◆ **Data listing**:
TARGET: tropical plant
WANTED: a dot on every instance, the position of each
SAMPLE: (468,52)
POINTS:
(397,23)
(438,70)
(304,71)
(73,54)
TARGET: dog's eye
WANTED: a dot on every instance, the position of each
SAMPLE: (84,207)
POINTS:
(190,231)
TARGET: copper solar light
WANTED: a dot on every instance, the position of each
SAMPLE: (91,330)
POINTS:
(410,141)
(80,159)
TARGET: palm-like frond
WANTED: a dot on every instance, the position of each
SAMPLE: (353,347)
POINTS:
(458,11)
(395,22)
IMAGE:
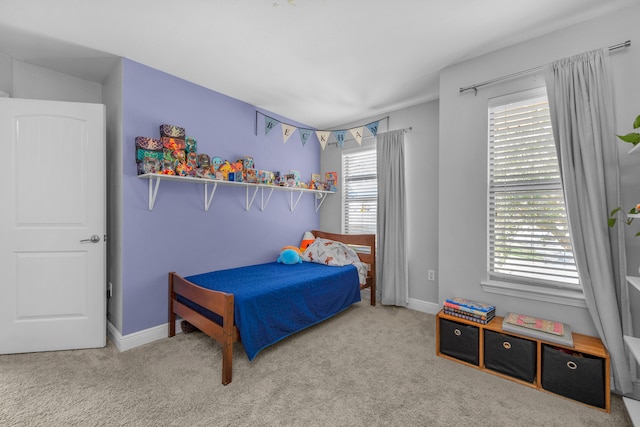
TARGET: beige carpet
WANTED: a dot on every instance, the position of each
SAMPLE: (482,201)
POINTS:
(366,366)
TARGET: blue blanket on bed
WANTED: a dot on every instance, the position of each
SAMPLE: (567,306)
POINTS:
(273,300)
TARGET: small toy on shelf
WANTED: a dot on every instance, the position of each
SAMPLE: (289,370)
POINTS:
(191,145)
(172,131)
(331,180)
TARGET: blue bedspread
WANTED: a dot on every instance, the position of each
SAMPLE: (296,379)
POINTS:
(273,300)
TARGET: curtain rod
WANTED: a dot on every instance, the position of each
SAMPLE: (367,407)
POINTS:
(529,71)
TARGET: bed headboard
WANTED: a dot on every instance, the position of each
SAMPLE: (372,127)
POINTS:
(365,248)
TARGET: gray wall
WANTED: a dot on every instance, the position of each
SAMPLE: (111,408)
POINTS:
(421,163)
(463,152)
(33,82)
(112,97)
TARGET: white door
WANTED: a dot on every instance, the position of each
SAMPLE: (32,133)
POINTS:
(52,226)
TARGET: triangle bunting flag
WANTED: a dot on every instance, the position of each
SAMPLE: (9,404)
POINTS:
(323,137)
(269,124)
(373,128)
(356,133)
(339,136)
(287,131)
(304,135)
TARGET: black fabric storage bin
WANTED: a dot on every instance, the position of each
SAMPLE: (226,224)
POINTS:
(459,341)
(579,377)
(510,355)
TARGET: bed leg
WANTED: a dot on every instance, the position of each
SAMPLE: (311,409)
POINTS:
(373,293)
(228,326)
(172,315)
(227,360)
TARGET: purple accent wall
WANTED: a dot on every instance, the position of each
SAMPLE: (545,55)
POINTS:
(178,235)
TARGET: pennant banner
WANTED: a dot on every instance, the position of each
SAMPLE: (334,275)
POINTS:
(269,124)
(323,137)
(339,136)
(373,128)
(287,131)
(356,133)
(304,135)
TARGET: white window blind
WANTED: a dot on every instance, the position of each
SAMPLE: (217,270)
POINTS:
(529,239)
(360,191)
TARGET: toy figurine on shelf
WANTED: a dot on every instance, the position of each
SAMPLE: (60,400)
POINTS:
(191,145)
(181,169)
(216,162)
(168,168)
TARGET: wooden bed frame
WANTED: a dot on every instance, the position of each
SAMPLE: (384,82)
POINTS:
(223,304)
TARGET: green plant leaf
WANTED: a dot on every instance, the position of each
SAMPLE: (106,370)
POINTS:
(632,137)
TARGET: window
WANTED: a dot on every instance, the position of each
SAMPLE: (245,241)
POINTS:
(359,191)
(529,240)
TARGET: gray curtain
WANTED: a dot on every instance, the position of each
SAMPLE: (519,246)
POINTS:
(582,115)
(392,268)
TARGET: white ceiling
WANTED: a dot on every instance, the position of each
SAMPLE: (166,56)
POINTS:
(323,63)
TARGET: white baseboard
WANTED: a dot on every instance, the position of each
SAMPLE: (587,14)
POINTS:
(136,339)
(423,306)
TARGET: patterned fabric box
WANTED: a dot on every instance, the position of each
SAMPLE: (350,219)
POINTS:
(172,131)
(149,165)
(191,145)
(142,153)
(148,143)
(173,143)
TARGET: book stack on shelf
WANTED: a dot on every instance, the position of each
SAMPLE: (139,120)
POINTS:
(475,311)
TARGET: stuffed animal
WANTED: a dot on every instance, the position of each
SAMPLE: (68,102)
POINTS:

◆ **Short task**: Edit the lines above so that every "WANTED" becomes "GOAL" and nothing else changes. Omit the pictures from your version.

◆ **Complete answer**:
TARGET: tropical plant
GOAL: a dot on every instance, the position of each
SAMPLE: (468,52)
POINTS:
(397,23)
(438,70)
(304,71)
(73,54)
TARGET: dog's eye
GOAL: a dot on every instance, the position of each
SAMPLE: (84,207)
POINTS:
(190,231)
TARGET: copper solar light
GOAL: a dot on every instance, the position of each
SAMPLE: (91,330)
POINTS:
(410,141)
(80,159)
TARGET: palm-like frond
GOAL: a dot on every instance, the position of each
SAMPLE: (353,347)
POINTS:
(458,11)
(395,22)
IMAGE:
TARGET: beige carpet
GOAL: a dot on every instance, the position of each
SAMPLE: (482,201)
POINTS:
(366,366)
TARGET: blue blanket on bed
GOAL: a dot on every instance, the position of each
SAMPLE: (567,306)
POINTS:
(273,300)
TARGET: small toy on shelf
GOAL: a dot on every instance, the position of each
SAMPLE: (289,370)
POINTS:
(191,145)
(172,131)
(331,180)
TARGET: blue bedspread
GOAL: a dot on every instance, the position of each
SAMPLE: (296,379)
POINTS:
(273,300)
TARGET: curtain rod
GOAL: a dot on every instance, the position of each
SAMPLE: (367,407)
POINTS:
(529,71)
TARGET: bed headboard
GOAL: a dot on every instance, the position of each
SAMPLE: (372,127)
POINTS:
(365,248)
TARGET: gray wall
GOAL: a dot on every instance, the position of each
SAMPLE: (111,408)
POINTS:
(421,163)
(463,152)
(33,82)
(112,97)
TARGET: white door
GOAL: a dot on every instance, the position of each
SAMPLE: (32,133)
POINTS:
(52,226)
TARGET: triangle bunting flag
GOAL: a dot on every instance, the position of each
SAMPLE: (9,404)
POINTS:
(323,137)
(269,124)
(373,128)
(356,133)
(339,136)
(287,131)
(304,135)
TARGET: black fabric storage bin
GOAL: a dot on every instance, the position of each
SAMPLE: (226,224)
POINTS:
(459,341)
(579,377)
(510,355)
TARGET: bed leg
GOAL: a dot on every instance, the position of each
SAMPLE: (311,409)
POINTS:
(373,293)
(228,326)
(172,315)
(227,360)
TARGET: purple accent wall
GOAL: a dot on every instance, the position of each
SAMPLE: (545,55)
POINTS:
(178,235)
TARGET: pennant banner
GOAL: a dot on every instance, the position of each
SAMPLE: (334,275)
POINTS:
(269,124)
(323,137)
(339,136)
(373,128)
(287,131)
(356,133)
(304,135)
TARGET: white window blind
GOAL: a dot on every instance, the position of each
SAMPLE: (217,270)
POINTS:
(529,239)
(360,191)
TARGET: toy figurine on shelf
GOAL: a dot on every instance, the position of each
SAMPLE: (60,400)
POINTS:
(191,145)
(181,169)
(216,162)
(168,168)
TARGET: wooden bed frame
GOAL: a dot on every instance, the position of each
SAMPLE: (384,82)
POINTS:
(223,304)
TARGET: green plant leaf
GOAL: a dot on every instance, the position of each
SAMPLE: (106,370)
POINTS:
(632,137)
TARGET: window
GOAL: a dot on every instance, the position of each
SAMPLE: (245,241)
POINTS:
(359,191)
(529,240)
TARGET: gray curtain
GOAL: a dot on every instance, the position of each
SAMPLE: (519,246)
POINTS:
(582,115)
(392,268)
TARGET: white ceiling
GOAL: a dot on every instance, the position of each
SAMPLE: (166,56)
POINTS:
(323,63)
TARGET: white baseboard
GOAL: a dot on every instance, the position of each
SAMPLE: (587,14)
POINTS:
(136,339)
(423,306)
TARGET: patterned fabric box
GOAL: a dot on every instance, the position of each
SAMPLE: (350,219)
POINTS:
(172,131)
(149,165)
(191,145)
(142,153)
(148,143)
(173,143)
TARGET: book stack on shelf
GOAL: a dot on every instance, the position of each
SAMPLE: (139,120)
POINTS:
(475,311)
TARGET: stuffed animal
GOAL: a dot on every instance, the position of each
SAMPLE: (68,102)
POINTS:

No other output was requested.